WHAT TO WORK ON
Pull out every line of the material below that contains the string "find".

PROVIDED DATA
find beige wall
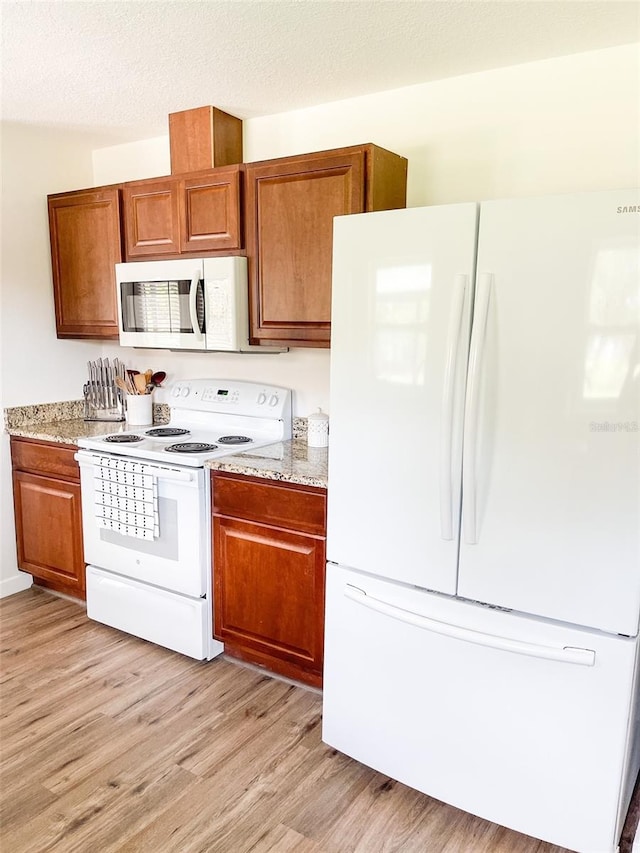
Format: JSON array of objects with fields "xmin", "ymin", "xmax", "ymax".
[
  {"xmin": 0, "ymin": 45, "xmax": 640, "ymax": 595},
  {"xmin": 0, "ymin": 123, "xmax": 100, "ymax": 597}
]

...

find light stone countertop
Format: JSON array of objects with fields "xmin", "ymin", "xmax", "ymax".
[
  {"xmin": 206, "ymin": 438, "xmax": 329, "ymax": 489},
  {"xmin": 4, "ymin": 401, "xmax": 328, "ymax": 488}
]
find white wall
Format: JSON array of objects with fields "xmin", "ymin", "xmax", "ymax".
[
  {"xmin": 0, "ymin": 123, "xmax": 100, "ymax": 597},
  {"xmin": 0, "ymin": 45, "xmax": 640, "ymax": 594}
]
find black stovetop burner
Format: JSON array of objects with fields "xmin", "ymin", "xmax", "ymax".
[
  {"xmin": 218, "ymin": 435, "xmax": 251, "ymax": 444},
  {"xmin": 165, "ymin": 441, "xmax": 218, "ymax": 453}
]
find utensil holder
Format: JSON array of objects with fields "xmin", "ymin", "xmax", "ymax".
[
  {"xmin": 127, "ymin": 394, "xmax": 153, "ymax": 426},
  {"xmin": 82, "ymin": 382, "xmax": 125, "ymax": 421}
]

FINAL RESULT
find beige wall
find light stone countertop
find white wall
find black stovetop burner
find utensil holder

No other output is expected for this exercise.